*GIVEN PASSAGE*

As October settled in, quickening radio traffic continued to suggest a surge in enemy naval activity in the northern Solomons. Admiral Ghormley queried MacArthur and Rear Admiral Aubrey W. Fitch, who on September 21 had replaced Rear Admiral John S. McCain as commander of SOPAC’s land-based air forces,1 whether their search pilots had seen any of the “new-type heavy units” that he believed the Japanese were operating in the area. He mentioned sightings of an “extra large cruiser, Mutsu type,” as well as some kind of a “mystery ship.” Perhaps scorning his South Pacific commander’s foggy notions of the Japanese Navy’s generally familiar ship classes, Nimitz replied dismissively: “No mystery ship known here.” But as ever in war, the faster information flowed, the more the questions proliferated.

On the morning of October 11, the sense of pending action was well apparent to anyone with access to a radio. In the Helena, encoded blocks of text dashed through the foremast antenna into Chick Morris’s radio room, “a steady, chattering stream that kept the typewriters hopping,” he wrote. There were reports of sightings, requests for information and clarification, questions from pilots on patrol. The latest was that a pair of Japanese cruisers and six destroyers were southbound from Rabaul. This report was rather innocuous on its face, and not entirely accurate. The Japanese force that was sighted, commanded by Rear Admiral Aritomo Goto, consisted of two separate groups. The cruiser force, which Goto personally commanded from his flagship, the Aoba, actually included three heavy cruisers, the Aoba, Furutaka, and Kinugasa, and two destroyers. The Reinforcement Group, steaming separately, contained the fast seaplane tenders Nisshin and Chitose and five troop-carrying destroyers.

*DIRECTIVES*
- a) Answer these questions using the passage on naval activity in the Solomons:
(i) Who took over command of SOPAC's land-based air forces, and on what date?
(ii) Which ship served as Rear Admiral Goto's flagship?
(iii) Which two seaplane tenders were in the Reinforcement Group?
- b) Please turn the paragraph of the Solomons passage that begins "On the morning of October 11" into a short bulleted list of its main facts.
- c) Carry the passage on naval activity in the Solomons forward from the last sentence shown, writing one more paragraph in the same style.

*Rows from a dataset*
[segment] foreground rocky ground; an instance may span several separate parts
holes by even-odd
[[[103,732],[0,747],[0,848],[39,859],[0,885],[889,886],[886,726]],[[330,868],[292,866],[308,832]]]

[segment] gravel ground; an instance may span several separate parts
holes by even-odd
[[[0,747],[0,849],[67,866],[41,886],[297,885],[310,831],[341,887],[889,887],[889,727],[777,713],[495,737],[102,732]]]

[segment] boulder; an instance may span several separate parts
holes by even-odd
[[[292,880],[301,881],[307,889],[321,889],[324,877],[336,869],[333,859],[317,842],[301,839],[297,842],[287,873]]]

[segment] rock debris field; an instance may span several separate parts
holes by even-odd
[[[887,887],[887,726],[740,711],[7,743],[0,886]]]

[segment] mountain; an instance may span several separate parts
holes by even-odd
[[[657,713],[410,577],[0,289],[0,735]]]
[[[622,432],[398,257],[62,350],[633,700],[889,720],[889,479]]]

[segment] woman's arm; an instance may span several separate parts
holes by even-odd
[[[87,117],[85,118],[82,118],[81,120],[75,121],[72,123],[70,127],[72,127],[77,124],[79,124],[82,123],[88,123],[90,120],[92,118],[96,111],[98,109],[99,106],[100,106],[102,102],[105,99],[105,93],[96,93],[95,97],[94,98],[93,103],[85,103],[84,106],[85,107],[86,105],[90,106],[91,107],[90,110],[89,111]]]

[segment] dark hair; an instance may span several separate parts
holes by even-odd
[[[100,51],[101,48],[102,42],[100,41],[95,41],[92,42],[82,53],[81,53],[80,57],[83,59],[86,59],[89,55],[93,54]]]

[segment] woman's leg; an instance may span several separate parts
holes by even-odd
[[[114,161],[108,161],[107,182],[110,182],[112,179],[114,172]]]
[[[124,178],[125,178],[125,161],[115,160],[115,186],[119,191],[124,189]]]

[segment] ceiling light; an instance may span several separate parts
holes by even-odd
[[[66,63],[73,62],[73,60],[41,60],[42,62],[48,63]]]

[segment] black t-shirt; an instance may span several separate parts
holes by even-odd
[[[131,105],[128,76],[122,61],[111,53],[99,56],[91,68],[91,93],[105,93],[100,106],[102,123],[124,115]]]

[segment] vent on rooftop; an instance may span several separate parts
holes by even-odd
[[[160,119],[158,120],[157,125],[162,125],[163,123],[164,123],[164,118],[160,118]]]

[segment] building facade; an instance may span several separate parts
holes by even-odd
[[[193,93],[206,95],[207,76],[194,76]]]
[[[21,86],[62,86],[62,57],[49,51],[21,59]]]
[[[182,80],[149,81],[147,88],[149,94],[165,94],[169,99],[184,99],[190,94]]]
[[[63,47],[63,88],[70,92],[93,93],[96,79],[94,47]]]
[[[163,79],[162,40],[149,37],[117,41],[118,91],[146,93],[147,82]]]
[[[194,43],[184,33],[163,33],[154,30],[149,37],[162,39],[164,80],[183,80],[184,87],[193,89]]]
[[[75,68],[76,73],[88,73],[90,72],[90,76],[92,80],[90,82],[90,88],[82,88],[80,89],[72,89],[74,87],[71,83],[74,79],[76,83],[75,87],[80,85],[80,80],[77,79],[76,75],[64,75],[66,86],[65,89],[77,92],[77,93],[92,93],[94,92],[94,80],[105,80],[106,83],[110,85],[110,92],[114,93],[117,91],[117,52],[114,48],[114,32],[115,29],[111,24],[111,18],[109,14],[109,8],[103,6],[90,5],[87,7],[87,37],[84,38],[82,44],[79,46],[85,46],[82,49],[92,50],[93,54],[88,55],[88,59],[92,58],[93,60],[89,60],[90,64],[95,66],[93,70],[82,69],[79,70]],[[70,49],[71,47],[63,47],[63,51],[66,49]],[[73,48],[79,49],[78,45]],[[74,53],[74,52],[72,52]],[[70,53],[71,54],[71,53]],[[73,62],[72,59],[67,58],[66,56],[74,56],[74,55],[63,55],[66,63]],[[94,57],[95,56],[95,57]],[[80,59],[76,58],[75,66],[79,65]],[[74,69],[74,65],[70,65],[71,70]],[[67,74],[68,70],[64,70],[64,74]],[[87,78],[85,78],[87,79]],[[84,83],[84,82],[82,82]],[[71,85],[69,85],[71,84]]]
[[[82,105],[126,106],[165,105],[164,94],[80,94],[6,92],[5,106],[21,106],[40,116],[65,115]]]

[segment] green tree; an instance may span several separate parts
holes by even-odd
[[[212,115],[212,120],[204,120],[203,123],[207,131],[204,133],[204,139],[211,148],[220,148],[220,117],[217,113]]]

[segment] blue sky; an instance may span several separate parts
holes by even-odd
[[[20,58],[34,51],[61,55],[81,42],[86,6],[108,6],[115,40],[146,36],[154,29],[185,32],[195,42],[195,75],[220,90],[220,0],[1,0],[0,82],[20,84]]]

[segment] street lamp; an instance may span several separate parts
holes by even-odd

*RESULTS FOR EACH TASK*
- a)
(i) Rear Admiral Aubrey W. Fitch, on September 21
(ii) The Aoba
(iii) The Nisshin and the Chitose

- b)
- On the morning of October 11, radio traffic made it clear that action was coming.
- In the Helena, coded messages poured into Chick Morris's radio room and kept the typewriters busy.
- The messages included sighting reports, requests for information and clarification, and questions from patrol pilots.
- The latest report said two Japanese cruisers and six destroyers were heading south from Rabaul.
- That report was not entirely accurate. Rear Admiral Aritomo Goto's force was actually in two separate groups.
- Goto's cruiser force, led from his flagship Aoba, included three heavy cruisers (Aoba, Furutaka, Kinugasa) and two destroyers.
- The Reinforcement Group, steaming separately, included the fast seaplane tenders Nisshin and Chitose and five troop-carrying destroyers.

- c)
Goto’s cruisers were dispatched to bombard Henderson Field on the night of October 11–12. The two tenders, meanwhile, were scheduled to anchor off Tassafaronga and send ashore heavy artillery, ammunition, and equipment as well as a battalion of troops. Powerful as Goto’s combined group was, it was but the vanguard of a much larger force that Admiral Yamamoto was gathering at Truk, soon to flatten Henderson Field and destroy the U.S. Navy forces protecting them once and for all. Under the overall command of Vice Admiral Nobutake Kondo, this force included all five of Yamamoto’s carriers. A force that included the carriers Junyo and Hiyo, with the battleships Kongo and Haruna and four heavy cruisers and the ten ships of Raizo Tanaka’s Destroyer Squadron 2, sailed under Kondo’s direct command. Vice Admiral Chuichi Nagumo’s fast carrier striking force, with the Shokaku, Zuikaku, and Zuiho, steamed separately. Rear Admiral Hiroaki Abe would command the rest of the combined task force’s heavy surface forces: the battleships Hiei and Kirishima and three heavy cruisers, escorted by fifteen destroyers. Sixteen submarines advanced in a skirmish line ahead of the surface task forces.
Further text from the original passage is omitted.